#### TEXTAUSZUG
------------------------

Was sich sichtbar im Großen Festspielhaus entlud, war ein eklatanter Proben- und Einrichtungsmangel auf der Bühne. Die Ansprüche an ein Orchester sind eben nicht gleichzusetzen mit den Anforderungen an sorgsam platzierte Bühnenkunst an einem Gastspiel-Ort. Wohl hat die künstlerische Leiterin Cecilia Bartoli, die übrigens selbst einmal Flamenco tanzte, im Rahmen ihres Schwerpunkts „Opfer“ für die aktuellen Pfingstfestspiele den Blick auf den 100. Geburtstag von Strawinskys und Nijinskys „Le Sacre du printemps“ gerichtet. Und damit auch die weltweit anerkannte rekonstruierte Inszenierung von Millicent Hodson und Kenneth Archer (seit 2003 im Repertoire der Petersburger) eingeladen, die vor wenigen Tagen auf der zweiten Bühne des Mariinski-Theaters einer mit Spannung erwarteten Neufassung von Sasha Waltz gegenübergestellt wurde, ebenfalls unter Gergiev.
Unter diesen dramaturgischen Klammer stehen auch die Feierlichkeiten zum „Sacre“-Geburtstag am 29. Mai, der in erster Linie in Paris gefeiert und vom arte-Sender übertragen wird. Um so enttäuschender, dass die nötige Sorgfalt, die eine solche Wiederaufführung auch in Salzburg braucht, offenbar nicht eingeplant worden war. Zumal nicht nur „Sacre“, sondern auch die beiden weiteren Strawinsky-Original-Inszenierungen „Les Noces“ von Bronislava Nijinska (1923, Einstudierung 2003 von Howard Sayette) und „Der Feuervogel“ von Michail Fokin (1910, Rekonstruktion 1994 von Isabella Fokine und Andris Liepa) choreografisch, tänzerisch und bühnentechnisch (mit den Originaldekorationen) aufwändig sind.

------------------------

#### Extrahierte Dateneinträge
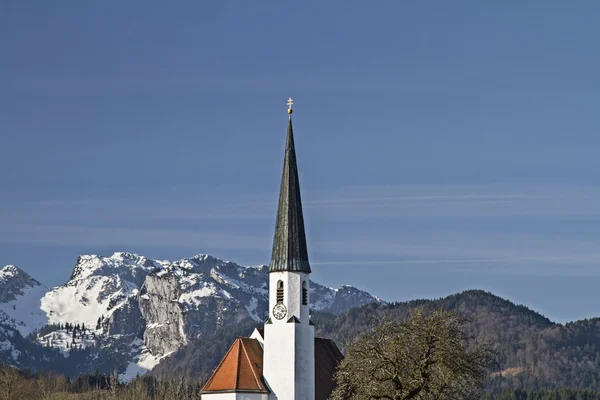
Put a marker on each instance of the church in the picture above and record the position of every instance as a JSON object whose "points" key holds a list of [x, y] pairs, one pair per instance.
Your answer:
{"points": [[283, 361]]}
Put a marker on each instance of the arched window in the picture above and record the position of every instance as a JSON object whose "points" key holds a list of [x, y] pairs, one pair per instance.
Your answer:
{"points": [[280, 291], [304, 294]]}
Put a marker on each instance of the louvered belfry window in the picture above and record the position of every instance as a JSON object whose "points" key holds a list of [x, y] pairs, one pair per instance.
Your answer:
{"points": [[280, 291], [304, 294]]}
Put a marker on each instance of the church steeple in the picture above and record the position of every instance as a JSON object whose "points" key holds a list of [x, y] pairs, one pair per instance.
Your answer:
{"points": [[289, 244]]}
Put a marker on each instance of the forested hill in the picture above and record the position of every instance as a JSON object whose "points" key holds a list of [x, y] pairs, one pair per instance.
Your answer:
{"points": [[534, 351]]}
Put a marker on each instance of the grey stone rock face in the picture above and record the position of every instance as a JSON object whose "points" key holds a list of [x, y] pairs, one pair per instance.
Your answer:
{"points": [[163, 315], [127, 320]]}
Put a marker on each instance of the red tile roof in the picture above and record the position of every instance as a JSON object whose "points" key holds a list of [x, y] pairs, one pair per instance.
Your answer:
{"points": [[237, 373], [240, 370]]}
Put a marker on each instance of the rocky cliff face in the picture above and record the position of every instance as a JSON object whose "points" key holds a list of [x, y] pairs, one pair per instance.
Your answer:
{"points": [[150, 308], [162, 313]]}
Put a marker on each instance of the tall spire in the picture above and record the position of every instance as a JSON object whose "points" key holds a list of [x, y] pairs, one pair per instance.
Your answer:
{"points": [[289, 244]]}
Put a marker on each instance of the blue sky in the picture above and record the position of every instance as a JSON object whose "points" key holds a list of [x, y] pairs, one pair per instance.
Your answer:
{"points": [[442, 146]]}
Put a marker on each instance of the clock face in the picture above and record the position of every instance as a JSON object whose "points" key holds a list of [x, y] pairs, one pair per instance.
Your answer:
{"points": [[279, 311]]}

------------------------

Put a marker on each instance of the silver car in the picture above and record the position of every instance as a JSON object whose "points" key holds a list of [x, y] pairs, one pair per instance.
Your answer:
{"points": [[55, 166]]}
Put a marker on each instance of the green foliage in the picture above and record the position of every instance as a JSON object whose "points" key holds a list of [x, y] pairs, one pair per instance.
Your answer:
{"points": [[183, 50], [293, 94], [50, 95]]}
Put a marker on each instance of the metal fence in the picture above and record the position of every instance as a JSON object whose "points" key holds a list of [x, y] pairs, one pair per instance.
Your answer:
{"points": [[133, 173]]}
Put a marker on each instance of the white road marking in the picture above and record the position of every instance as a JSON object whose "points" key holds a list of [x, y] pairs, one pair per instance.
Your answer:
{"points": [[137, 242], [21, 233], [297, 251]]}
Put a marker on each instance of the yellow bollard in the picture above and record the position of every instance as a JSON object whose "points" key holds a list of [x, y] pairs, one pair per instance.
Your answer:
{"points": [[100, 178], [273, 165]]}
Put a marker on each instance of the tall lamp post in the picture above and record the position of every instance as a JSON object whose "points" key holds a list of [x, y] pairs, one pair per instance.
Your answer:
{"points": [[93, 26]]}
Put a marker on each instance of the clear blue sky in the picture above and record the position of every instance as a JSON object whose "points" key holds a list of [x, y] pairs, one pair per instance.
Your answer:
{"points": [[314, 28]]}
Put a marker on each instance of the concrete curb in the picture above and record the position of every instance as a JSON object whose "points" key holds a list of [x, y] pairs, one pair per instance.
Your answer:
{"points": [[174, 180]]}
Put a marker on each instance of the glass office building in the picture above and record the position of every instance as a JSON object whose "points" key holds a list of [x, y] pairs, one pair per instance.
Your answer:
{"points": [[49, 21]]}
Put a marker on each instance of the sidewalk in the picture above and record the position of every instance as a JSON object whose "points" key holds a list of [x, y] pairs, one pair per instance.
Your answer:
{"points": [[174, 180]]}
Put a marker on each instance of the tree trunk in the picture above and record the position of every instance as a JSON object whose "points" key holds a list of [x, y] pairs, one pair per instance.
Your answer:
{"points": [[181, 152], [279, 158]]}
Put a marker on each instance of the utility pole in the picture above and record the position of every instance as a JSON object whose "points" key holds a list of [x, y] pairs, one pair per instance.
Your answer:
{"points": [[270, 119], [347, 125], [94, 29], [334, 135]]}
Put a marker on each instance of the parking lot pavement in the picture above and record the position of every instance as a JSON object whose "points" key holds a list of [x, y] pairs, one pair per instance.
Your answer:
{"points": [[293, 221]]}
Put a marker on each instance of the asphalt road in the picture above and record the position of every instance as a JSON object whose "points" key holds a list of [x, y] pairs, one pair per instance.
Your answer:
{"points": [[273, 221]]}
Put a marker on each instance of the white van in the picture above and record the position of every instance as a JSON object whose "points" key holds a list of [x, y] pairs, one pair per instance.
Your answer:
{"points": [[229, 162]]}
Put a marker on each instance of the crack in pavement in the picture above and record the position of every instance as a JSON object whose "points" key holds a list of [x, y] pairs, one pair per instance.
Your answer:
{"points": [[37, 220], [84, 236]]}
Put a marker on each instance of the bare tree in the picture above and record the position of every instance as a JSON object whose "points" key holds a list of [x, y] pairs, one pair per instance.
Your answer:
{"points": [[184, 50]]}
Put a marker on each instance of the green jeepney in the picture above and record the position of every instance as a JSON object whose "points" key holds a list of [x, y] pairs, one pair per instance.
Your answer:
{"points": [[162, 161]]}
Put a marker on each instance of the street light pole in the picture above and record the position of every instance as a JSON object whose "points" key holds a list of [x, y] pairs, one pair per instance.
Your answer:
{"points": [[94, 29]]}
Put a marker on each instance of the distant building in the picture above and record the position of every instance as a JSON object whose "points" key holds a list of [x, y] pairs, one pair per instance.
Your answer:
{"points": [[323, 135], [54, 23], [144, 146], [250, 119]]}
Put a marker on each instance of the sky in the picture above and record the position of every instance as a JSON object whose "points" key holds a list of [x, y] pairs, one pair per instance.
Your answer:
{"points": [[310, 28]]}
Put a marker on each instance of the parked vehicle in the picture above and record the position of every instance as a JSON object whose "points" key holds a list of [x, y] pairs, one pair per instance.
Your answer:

------------------------

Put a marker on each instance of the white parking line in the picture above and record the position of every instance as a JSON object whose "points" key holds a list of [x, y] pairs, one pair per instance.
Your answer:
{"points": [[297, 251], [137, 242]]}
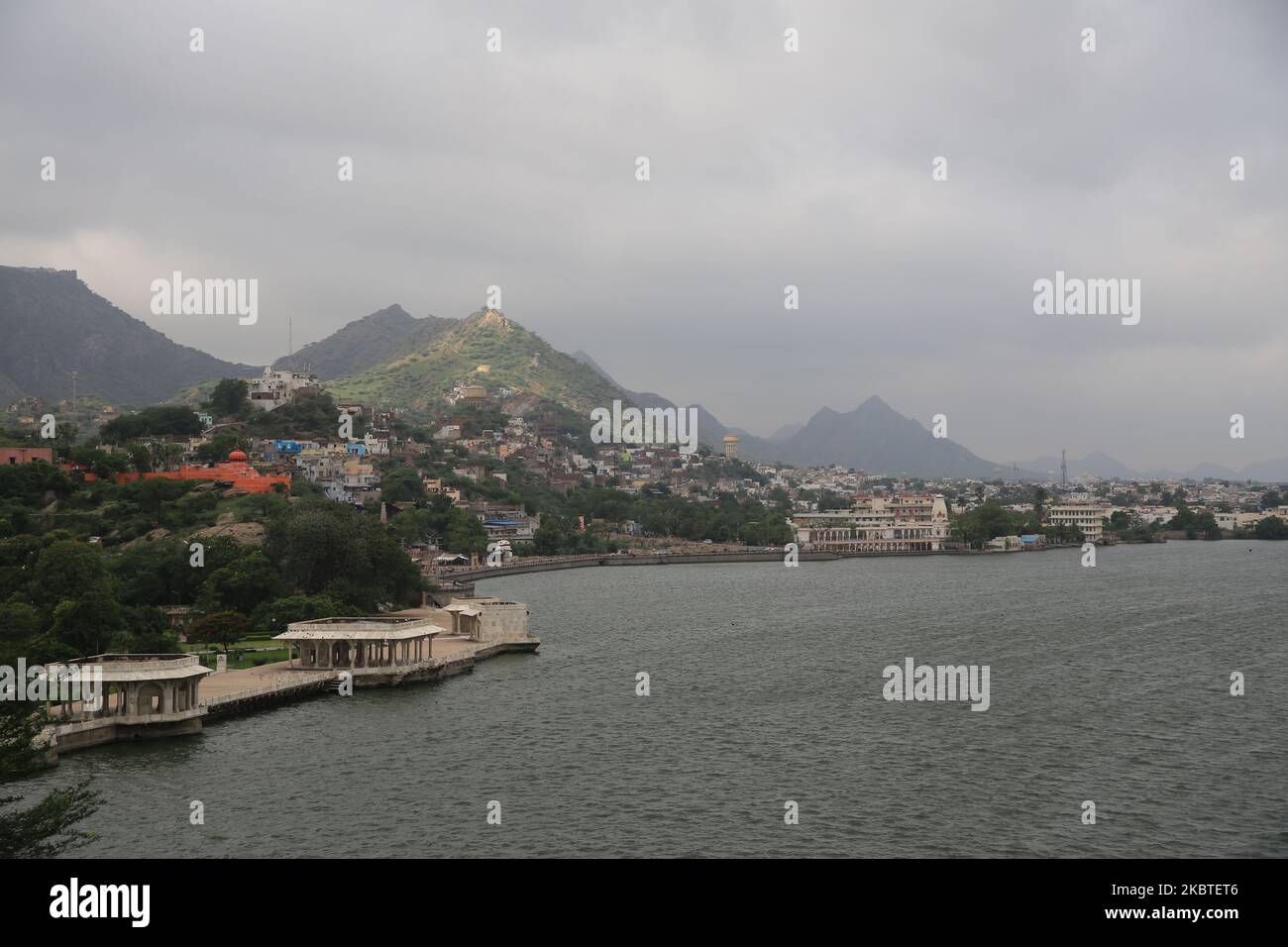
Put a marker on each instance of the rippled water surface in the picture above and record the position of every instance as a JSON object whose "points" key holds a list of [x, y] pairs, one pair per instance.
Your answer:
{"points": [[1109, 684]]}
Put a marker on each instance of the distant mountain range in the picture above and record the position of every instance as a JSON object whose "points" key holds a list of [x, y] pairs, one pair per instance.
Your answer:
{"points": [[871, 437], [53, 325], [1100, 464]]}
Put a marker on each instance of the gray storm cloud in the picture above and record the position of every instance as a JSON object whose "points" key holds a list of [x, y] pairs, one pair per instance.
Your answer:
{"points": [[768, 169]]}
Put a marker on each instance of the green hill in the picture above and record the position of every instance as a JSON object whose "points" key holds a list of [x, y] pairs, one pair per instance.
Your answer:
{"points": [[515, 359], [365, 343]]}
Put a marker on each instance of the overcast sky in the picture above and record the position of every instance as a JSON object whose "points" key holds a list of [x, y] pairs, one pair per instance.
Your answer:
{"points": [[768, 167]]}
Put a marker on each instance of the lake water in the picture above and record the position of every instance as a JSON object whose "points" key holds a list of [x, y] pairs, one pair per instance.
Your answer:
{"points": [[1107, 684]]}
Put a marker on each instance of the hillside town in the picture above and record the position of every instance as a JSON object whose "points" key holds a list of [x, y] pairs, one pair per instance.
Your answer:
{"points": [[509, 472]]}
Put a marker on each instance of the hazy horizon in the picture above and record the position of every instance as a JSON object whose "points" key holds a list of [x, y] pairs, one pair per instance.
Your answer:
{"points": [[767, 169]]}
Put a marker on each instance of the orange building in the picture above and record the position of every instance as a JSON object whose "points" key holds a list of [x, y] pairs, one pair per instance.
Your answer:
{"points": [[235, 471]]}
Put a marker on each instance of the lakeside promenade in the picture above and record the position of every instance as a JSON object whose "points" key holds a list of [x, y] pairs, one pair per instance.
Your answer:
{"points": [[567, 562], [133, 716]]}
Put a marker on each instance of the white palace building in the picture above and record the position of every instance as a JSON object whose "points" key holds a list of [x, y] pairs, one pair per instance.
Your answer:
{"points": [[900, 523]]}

------------------------

#### ZU ERLEDIGEN
Kannst du den Textauszug über die Strawinsky-Ballette bei den Salzburger Pfingstfestspielen oben vollständig und wortgetreu wiedergeben?

#### ANTWORT
Was sich sichtbar im Großen Festspielhaus entlud, war ein eklatanter Proben- und Einrichtungsmangel auf der Bühne. Die Ansprüche an ein Orchester sind eben nicht gleichzusetzen mit den Anforderungen an sorgsam platzierte Bühnenkunst an einem Gastspiel-Ort. Wohl hat die künstlerische Leiterin Cecilia Bartoli, die übrigens selbst einmal Flamenco tanzte, im Rahmen ihres Schwerpunkts „Opfer“ für die aktuellen Pfingstfestspiele den Blick auf den 100. Geburtstag von Strawinskys und Nijinskys „Le Sacre du printemps“ gerichtet. Und damit auch die weltweit anerkannte rekonstruierte Inszenierung von Millicent Hodson und Kenneth Archer (seit 2003 im Repertoire der Petersburger) eingeladen, die vor wenigen Tagen auf der zweiten Bühne des Mariinski-Theaters einer mit Spannung erwarteten Neufassung von Sasha Waltz gegenübergestellt wurde, ebenfalls unter Gergiev.
Unter diesen dramaturgischen Klammer stehen auch die Feierlichkeiten zum „Sacre“-Geburtstag am 29. Mai, der in erster Linie in Paris gefeiert und vom arte-Sender übertragen wird. Um so enttäuschender, dass die nötige Sorgfalt, die eine solche Wiederaufführung auch in Salzburg braucht, offenbar nicht eingeplant worden war. Zumal nicht nur „Sacre“, sondern auch die beiden weiteren Strawinsky-Original-Inszenierungen „Les Noces“ von Bronislava Nijinska (1923, Einstudierung 2003 von Howard Sayette) und „Der Feuervogel“ von Michail Fokin (1910, Rekonstruktion 1994 von Isabella Fokine und Andris Liepa) choreografisch, tänzerisch und bühnentechnisch (mit den Originaldekorationen) aufwändig sind.